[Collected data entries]
_ _ _ _ _

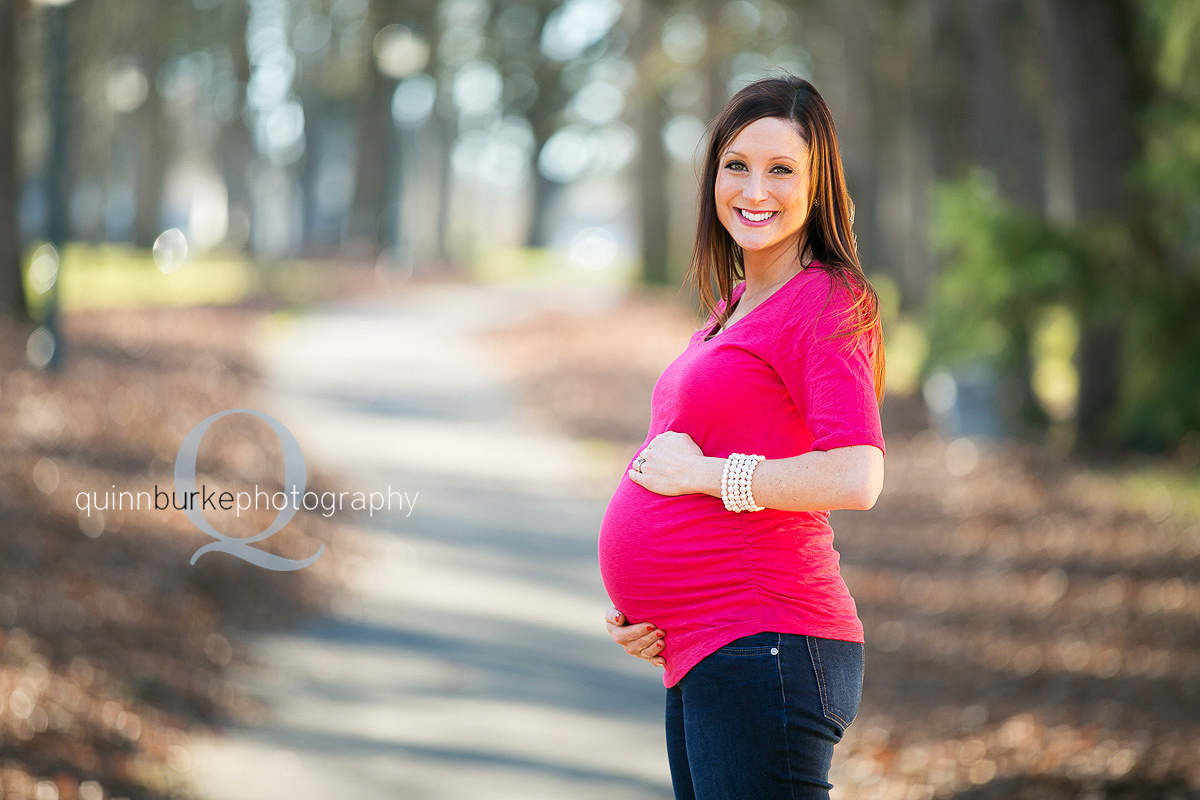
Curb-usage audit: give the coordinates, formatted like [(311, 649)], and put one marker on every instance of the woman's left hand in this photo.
[(671, 464)]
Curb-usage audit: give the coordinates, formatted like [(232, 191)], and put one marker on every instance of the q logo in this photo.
[(294, 475)]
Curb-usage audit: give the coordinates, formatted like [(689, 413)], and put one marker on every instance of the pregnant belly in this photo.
[(673, 560)]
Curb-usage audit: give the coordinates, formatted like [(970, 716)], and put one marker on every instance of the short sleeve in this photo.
[(829, 376)]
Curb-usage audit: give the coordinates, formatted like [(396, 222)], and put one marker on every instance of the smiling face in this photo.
[(762, 185)]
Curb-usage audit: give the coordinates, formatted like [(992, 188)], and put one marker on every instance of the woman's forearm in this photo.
[(844, 477)]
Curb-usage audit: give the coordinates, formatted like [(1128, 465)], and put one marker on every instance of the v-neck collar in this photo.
[(741, 289)]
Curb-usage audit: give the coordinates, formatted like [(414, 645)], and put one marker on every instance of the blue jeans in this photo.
[(759, 717)]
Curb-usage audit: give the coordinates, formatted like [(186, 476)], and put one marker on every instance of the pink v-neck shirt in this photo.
[(774, 383)]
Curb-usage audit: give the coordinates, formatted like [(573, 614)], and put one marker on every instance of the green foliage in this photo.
[(1002, 269)]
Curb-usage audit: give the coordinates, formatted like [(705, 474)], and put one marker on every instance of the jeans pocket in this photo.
[(839, 672), (759, 644)]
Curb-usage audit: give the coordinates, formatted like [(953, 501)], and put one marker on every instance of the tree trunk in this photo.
[(12, 292), (652, 162), (1092, 74)]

_ _ _ _ _

> _Problem to work on_
Print every line of the listing above word for word, leaving out the pictures.

> _Solution to this exercise_
Curb-usage audit: give the coordinates, formatted like [(311, 649)], and put one marker on every instance of the woman's left hand in this photo.
[(671, 464)]
Curb-usage audit: give the coordinates, formatted like [(232, 191)], and put one marker on every instance of the q logo in this photo.
[(294, 475)]
Curb-usage audit: give the coordinates, formatted like [(689, 413)], and put one marker on every instance of the pregnant belly in this photo.
[(673, 560)]
Curb-usage audit: give the coordinates, formatted like [(970, 716)], and put one marker on every instance of the short sleeve in this photo.
[(829, 376)]
Curb-usage audit: give the coordinates, formatted like [(396, 222)], and put one marker on every instance of the smiling face in this photo.
[(762, 185)]
Curb-usage audit: give the coordinates, formatted like [(992, 188)], and put one marker on every instance of the woman's forearm in this photo.
[(844, 477)]
Curb-usage audit: give the coordinates, formatted like [(1128, 465)], and put one marker on every instance of the v-neck collar in this photo.
[(741, 289)]
Curb-usage audit: give the coordinates, formatted like [(414, 645)], and put one marker on every instance of the blue jeans in this photo.
[(759, 717)]
Curb-usage audit: give the coordinates, formatted like [(186, 476)], and put one marker on every instance of the pink v-neck shirt in this photo.
[(774, 383)]
Curb-usage audit: give the coordinates, formatted like [(573, 614)], and put one marker on every instance of the green foliage in this photo.
[(1002, 269)]
Curb-usage audit: give the coordinates, formatted like [(705, 474)], and put one marker on every instance of the jeans pocket in this photo.
[(839, 672), (759, 644)]
Curb-usage audit: give the coordinates, formatted like [(953, 501)], and put one marker on every instance of the tree trunk in this photo.
[(12, 292), (652, 162), (1092, 74)]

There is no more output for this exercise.